*STATED EXERCISE*:
Reproduce the material below word for word, from its first line through the line containing "[(960, 373), (985, 238), (802, 152), (768, 414), (646, 291)]", with both ends included. Omit the pictures.

*DATASET EXTRACT*:
§ §

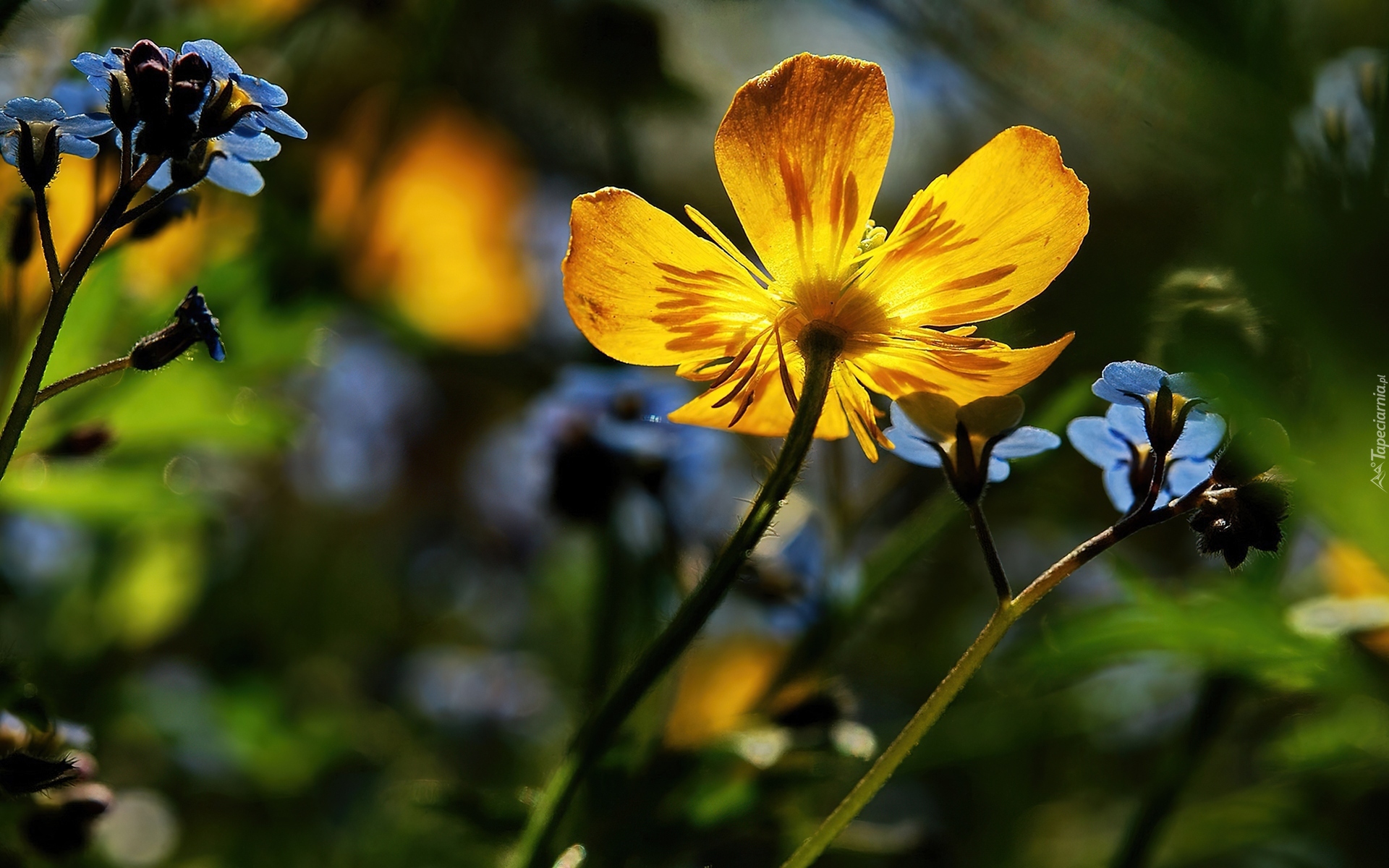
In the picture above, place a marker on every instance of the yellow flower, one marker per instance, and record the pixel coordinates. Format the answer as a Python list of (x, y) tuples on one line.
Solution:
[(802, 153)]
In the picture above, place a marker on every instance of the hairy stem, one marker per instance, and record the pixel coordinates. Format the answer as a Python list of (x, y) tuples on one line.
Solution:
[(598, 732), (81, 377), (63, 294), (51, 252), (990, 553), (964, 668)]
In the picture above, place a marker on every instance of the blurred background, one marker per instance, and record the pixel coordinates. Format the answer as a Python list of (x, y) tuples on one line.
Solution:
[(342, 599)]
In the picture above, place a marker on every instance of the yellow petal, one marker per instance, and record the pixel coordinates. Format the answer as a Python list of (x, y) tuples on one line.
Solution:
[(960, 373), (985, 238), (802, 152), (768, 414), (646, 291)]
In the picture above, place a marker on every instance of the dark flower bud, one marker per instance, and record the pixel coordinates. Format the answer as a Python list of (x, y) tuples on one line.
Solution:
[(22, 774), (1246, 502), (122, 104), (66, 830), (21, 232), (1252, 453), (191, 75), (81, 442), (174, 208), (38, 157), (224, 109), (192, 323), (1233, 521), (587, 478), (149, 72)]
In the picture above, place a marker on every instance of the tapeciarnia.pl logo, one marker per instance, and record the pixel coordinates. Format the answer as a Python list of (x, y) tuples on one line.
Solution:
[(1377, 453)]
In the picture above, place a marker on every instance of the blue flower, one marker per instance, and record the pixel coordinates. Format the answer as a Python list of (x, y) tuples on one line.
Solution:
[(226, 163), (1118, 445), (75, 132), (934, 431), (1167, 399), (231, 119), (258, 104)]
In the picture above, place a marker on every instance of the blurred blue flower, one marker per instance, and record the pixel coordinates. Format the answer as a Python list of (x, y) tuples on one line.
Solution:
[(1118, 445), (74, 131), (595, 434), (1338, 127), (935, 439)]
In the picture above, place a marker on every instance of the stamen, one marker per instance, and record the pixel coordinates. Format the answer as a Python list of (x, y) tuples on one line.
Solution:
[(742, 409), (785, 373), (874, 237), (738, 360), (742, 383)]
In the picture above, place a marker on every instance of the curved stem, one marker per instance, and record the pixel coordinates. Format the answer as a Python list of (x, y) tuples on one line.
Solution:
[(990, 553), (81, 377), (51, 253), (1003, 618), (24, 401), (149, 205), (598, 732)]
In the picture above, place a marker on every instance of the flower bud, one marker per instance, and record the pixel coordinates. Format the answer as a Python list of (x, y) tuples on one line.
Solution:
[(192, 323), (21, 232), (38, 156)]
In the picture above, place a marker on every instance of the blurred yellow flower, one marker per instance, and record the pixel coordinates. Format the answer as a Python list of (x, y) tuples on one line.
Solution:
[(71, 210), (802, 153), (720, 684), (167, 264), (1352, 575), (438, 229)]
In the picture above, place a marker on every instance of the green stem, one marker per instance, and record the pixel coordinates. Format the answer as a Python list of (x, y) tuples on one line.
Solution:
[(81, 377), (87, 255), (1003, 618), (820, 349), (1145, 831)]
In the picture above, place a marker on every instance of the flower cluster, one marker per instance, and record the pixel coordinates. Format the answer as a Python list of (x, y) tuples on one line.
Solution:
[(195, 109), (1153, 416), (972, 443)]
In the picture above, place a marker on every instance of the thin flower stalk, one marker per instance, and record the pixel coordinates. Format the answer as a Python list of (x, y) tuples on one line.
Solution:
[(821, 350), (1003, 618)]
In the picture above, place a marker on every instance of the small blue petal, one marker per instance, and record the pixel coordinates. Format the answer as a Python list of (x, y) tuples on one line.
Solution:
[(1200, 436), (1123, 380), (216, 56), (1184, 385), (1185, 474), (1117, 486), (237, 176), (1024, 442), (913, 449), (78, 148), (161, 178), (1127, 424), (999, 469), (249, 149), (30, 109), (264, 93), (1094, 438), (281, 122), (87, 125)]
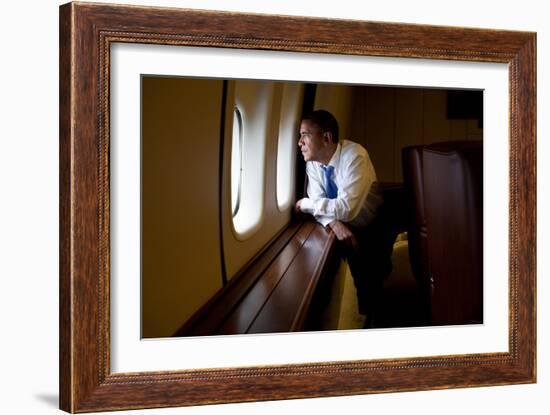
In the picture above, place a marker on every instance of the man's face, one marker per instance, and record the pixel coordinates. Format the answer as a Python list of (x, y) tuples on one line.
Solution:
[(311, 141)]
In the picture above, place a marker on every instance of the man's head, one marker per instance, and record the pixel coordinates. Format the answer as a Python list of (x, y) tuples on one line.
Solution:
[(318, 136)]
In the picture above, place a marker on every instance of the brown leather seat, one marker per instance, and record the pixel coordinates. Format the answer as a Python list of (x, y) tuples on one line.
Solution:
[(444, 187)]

§ §

*SOLUTION TO THIS EXERCISE*:
In the picture above, place a marker on every instance of the yellow flower, one marker per instance, and record the pixel coordinates. Format the answer as a Python list of (x, y) tuples on one line.
Solution:
[(802, 153)]
In the picture above, place a marker on every instance of the hairy stem, one marker per instance, and record the pixel coordinates. Format the answer as a Python list of (x, y) tuples on one line.
Solution:
[(598, 732), (81, 377), (63, 294), (51, 252), (990, 553), (964, 668)]
In the picture above, place a marker on every instance of the blurred background, one marker per instance, and record the pixel coordinates. Format the answer as a Python list of (x, y) tuples on one line.
Solution:
[(342, 599)]
In the picture above, place a marker on every instance of the yellow petal, one marker per instance, and record the pixel coordinates. Format the answer as a Python list of (x, y) tuples on one line.
Solution:
[(960, 373), (985, 238), (802, 152), (768, 414), (646, 291)]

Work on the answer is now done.